Passage provided ▸
________

And there is room for growth. “There are some interesting liquid investments in Peruvian financials, because the banking system is very consolidated and loan penetration is still low,” says Verena Wachnitz, London-based manager of T. Rowe Price’s Latin America Fund. The top four banks claim more than 80 percent of banking assets. Loans to the private sector total about 35 percent of gross domestic product, well behind Brazil’s 62 percent and Chile’s 90 percent.

The strongest headwind facing Interbank, and other Peruvian lenders, is the more than 11 percent depreciation of the sol versus the dollar over the 12 months ended September 14. “This is creating a mismatch for the banks,” says Aramburú. Allowed to save in either currency, Peruvians are opting for more dollar deposits. At the same time, banks, pressured by Banco Central de Reserva del Perú, are trying to cut their dollar risks by lending more in soles. Until now, Peruvian banks have used deposits to cover about 75 percent of their funding. But with deposit costs rising as the sol falls, banks may be forced to find other, more expensive sources of funding.

Of broader concern is the slowing economy, which is projected to expand this year at well under half the 6.4 percent annual rate averaged from 2004 to 2013, during the commodities boom.

________

Lines of data ▸
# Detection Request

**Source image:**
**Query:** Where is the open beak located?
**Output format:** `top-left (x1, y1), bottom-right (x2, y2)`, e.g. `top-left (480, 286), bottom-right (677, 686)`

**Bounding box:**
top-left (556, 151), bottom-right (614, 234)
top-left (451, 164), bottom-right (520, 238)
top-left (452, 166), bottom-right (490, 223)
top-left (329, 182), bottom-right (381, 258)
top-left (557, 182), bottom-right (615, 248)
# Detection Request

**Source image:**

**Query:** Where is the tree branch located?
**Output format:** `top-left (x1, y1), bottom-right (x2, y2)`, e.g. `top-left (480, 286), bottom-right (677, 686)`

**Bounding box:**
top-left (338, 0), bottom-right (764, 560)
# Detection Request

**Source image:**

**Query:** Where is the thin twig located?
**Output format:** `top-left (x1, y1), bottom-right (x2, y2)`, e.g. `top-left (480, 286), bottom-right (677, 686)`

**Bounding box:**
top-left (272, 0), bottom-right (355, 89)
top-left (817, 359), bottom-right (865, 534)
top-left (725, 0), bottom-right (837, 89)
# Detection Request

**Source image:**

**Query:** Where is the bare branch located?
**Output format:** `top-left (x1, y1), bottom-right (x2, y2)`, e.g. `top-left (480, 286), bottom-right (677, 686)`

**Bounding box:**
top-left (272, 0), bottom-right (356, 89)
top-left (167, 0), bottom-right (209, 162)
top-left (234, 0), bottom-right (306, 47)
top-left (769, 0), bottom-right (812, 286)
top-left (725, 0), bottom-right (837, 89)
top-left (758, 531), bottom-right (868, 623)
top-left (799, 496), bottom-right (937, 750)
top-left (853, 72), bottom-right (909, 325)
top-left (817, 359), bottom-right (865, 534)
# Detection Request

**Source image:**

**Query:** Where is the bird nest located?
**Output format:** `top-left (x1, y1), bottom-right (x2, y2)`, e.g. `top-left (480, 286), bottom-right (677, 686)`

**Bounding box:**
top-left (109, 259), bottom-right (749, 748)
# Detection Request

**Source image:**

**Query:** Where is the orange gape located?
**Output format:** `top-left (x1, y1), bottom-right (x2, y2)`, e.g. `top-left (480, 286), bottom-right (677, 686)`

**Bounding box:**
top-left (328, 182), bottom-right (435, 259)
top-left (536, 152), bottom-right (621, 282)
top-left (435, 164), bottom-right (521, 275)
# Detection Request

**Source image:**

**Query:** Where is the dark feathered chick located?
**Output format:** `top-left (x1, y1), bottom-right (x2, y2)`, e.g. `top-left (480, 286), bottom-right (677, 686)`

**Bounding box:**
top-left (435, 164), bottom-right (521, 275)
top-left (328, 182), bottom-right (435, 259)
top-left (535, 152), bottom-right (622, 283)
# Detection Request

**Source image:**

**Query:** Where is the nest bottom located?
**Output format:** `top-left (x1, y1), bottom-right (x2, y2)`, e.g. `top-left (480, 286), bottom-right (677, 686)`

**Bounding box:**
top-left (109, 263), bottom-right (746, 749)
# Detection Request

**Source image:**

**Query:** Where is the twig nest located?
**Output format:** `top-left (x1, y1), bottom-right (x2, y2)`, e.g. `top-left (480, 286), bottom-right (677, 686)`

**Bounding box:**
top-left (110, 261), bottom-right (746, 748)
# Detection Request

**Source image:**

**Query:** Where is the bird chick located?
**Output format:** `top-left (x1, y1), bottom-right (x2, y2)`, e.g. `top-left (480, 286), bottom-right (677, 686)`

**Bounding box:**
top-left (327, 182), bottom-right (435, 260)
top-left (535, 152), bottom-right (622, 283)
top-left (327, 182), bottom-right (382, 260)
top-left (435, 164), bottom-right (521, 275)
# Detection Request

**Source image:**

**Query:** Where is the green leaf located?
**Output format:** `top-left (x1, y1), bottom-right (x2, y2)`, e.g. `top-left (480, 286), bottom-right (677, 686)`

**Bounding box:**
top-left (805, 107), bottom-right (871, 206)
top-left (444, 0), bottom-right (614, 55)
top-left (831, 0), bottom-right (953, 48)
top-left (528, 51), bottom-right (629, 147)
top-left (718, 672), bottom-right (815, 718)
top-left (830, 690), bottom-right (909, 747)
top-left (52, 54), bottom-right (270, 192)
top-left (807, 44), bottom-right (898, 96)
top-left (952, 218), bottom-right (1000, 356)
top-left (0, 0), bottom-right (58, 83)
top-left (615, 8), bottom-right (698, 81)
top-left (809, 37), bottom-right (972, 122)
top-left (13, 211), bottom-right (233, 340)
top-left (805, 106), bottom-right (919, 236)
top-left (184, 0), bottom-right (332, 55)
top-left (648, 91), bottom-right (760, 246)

________

Goal 1 ▸
Transcribe the portion of the passage on Peruvian banks that starts at the words "Of broader concern" and ends after the words "the commodities boom.".
Goal 2 ▸
Resume the passage on Peruvian banks, picking up after its final sentence.
The listing has no connection to the passage on Peruvian banks.

Exercise result 1 ▸
Of broader concern is the slowing economy, which is projected to expand this year at well under half the 6.4 percent annual rate averaged from 2004 to 2013, during the commodities boom.

Exercise result 2 ▸
But Rodríguez-Pastor is counting on what he calls “the demographic bonus” for a return to better times. About 60 percent of Peruvians are under 32 years of age. His Supermercados Peruanos, InkaFarma drugstores and Real Plaza shopping malls cater to these Millennials. “They are striving to have better lives than their parents and are convinced the future will be a lot better than the past,” he says.

For his newest investment, private schools, he expects both immediate and long-term payoffs. He has built 29 schools under the name Innova Schools with 19,000 students from kindergarten through secondary school and is aiming to have 100 schools by 2021. Monthly tuition averages $125, within the means of emerging middle-class families who often complain about the poor quality of public schools. Many of the schools are located close to Rodríguez-Pastor’s shopping malls and other retail centers. “Middle-class families move to neighborhoods that have good schools,” he explains.